* [Short exercise]
Rewrite the records starting at the first line and ending at the line containing "--ring-rule even-odd", putting "tea plant" in place of "coffee plant" and leaving everything else unchanged.

* [Records for this exercise]
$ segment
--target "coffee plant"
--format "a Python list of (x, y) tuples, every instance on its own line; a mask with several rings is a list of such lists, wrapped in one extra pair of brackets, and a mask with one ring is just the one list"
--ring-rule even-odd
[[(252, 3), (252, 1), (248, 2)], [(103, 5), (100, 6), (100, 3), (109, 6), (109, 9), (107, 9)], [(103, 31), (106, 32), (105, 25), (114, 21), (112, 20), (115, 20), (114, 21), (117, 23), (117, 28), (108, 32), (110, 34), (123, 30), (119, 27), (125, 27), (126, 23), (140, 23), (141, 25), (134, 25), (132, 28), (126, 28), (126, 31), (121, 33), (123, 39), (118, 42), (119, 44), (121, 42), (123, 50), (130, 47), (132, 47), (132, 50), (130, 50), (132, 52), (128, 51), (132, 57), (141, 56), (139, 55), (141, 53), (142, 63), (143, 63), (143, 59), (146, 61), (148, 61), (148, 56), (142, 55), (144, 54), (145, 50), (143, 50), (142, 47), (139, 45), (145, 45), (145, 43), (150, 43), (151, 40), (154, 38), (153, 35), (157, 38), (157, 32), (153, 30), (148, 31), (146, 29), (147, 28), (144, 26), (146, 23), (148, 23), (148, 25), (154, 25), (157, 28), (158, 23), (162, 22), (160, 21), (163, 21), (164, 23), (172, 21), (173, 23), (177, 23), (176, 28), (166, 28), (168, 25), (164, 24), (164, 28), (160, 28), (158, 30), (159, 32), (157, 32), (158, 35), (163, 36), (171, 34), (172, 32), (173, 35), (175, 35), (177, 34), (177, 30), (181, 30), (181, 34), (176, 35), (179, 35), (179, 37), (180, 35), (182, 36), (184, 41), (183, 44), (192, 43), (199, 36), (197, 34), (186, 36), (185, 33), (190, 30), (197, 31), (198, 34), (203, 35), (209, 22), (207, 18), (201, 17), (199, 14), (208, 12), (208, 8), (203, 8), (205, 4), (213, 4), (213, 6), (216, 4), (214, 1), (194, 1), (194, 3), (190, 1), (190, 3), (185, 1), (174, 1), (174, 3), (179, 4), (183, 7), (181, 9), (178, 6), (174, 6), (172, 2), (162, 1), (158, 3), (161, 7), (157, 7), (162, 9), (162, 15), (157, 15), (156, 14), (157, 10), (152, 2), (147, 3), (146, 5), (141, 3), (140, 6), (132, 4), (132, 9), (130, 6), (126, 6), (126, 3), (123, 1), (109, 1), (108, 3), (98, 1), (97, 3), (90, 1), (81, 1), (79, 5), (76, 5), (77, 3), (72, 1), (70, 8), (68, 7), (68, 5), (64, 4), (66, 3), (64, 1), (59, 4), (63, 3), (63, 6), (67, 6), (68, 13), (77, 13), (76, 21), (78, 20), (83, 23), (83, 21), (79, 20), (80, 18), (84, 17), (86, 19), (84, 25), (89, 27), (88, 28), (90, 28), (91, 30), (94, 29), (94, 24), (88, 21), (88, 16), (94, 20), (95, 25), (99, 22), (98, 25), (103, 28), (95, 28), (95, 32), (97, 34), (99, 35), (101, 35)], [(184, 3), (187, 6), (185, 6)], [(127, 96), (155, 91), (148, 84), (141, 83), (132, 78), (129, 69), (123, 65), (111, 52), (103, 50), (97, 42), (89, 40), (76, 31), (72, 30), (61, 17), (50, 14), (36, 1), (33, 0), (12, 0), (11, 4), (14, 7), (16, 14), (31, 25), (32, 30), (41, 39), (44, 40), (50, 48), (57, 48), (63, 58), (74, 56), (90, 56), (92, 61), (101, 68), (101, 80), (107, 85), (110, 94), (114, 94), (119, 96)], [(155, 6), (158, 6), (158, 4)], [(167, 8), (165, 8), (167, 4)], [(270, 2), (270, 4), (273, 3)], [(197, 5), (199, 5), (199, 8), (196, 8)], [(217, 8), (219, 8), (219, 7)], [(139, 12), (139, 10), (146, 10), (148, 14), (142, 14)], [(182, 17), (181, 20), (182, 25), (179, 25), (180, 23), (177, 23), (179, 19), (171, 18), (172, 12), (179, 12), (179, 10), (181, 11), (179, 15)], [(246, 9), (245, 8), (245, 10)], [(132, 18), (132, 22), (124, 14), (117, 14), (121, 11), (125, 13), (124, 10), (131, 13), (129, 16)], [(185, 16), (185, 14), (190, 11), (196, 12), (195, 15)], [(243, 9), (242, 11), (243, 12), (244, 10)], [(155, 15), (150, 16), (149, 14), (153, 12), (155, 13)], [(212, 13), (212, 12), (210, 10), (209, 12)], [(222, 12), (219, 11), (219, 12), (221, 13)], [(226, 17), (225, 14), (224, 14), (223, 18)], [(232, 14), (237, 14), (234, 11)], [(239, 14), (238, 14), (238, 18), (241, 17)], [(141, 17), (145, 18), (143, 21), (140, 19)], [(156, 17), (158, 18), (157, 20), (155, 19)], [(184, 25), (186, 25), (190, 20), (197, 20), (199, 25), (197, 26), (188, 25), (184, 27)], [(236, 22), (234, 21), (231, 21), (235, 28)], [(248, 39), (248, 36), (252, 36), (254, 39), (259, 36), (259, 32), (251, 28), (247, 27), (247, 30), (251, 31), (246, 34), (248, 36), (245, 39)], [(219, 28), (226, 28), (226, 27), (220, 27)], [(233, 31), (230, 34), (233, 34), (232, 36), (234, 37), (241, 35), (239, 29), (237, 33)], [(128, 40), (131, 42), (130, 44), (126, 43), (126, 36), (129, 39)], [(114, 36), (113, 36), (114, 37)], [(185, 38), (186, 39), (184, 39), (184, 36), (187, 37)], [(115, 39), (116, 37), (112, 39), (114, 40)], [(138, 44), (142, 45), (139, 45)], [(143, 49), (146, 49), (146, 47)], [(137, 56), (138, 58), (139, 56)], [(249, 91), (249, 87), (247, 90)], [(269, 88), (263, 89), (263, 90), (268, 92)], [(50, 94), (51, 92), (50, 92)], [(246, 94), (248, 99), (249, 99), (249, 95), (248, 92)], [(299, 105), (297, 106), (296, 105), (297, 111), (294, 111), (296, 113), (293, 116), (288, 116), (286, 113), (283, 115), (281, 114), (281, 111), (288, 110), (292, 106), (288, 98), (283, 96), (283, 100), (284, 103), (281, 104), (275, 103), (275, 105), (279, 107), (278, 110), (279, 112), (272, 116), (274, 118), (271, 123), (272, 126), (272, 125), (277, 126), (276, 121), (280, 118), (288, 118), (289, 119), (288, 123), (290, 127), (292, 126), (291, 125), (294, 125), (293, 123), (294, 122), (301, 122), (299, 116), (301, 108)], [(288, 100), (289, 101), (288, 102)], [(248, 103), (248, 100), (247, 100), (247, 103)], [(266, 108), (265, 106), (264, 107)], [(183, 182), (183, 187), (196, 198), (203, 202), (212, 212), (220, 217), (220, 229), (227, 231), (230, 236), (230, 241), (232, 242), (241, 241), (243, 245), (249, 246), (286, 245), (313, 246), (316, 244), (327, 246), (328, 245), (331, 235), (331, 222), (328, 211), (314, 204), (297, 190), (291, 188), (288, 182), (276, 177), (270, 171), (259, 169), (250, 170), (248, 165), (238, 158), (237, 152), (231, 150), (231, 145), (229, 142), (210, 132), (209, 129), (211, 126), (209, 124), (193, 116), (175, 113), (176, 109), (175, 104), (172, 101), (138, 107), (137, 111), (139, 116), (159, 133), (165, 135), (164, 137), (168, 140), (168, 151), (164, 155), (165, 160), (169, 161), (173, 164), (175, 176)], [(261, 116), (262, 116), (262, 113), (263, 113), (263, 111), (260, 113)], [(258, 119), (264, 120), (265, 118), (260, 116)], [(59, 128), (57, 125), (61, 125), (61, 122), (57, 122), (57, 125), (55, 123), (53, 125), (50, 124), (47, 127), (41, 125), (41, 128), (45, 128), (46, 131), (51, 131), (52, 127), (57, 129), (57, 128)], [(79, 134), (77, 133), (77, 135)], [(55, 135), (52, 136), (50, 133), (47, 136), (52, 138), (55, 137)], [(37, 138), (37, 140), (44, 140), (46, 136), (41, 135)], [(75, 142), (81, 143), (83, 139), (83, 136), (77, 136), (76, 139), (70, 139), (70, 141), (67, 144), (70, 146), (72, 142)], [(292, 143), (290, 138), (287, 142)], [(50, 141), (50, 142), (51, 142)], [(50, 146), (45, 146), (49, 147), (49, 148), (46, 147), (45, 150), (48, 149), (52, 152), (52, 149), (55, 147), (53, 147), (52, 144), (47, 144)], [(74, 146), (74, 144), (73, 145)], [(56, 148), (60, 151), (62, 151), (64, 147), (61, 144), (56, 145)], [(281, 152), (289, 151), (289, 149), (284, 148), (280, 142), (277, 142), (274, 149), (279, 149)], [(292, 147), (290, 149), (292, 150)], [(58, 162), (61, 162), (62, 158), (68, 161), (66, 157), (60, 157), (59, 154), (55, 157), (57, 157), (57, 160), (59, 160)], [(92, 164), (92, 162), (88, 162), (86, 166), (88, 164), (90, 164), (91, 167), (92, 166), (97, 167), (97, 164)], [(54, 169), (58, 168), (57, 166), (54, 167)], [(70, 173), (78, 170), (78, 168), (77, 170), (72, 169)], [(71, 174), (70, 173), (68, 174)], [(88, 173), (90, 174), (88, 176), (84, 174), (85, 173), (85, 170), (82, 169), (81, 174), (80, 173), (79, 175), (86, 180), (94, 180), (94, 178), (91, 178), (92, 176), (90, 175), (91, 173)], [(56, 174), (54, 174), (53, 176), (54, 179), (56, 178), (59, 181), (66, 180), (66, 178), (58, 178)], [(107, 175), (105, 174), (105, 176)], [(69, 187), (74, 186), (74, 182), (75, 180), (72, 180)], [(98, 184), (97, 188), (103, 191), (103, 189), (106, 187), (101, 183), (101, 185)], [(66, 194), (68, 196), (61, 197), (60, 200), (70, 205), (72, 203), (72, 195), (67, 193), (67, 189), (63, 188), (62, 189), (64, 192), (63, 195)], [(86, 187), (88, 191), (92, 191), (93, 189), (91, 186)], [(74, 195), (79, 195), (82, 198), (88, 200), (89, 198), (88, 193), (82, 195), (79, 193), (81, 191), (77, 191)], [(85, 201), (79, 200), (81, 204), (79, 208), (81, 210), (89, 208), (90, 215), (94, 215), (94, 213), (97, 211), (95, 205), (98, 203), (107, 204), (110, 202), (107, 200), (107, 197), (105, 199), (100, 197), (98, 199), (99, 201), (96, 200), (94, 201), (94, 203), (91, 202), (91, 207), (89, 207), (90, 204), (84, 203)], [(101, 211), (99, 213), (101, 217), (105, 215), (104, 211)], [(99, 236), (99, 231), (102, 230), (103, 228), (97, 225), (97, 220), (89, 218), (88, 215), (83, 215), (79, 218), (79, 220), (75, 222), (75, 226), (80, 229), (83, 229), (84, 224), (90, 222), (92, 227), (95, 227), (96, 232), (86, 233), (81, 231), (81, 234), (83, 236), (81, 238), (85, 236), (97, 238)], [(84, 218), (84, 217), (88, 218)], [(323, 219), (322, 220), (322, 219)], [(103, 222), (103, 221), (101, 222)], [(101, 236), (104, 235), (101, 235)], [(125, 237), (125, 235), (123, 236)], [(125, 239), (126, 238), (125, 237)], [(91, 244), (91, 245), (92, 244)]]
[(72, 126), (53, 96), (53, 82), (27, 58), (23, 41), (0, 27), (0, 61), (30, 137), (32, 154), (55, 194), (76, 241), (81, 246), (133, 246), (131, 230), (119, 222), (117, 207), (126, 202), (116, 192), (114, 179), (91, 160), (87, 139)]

* [Solution]
$ segment
--target "tea plant"
--format "a Python list of (x, y) tuples, every instance on its own line; a mask with several rings is a list of such lists, wrapped in one extra pair of brackets, and a mask with one ring is just the one list"
--ring-rule even-odd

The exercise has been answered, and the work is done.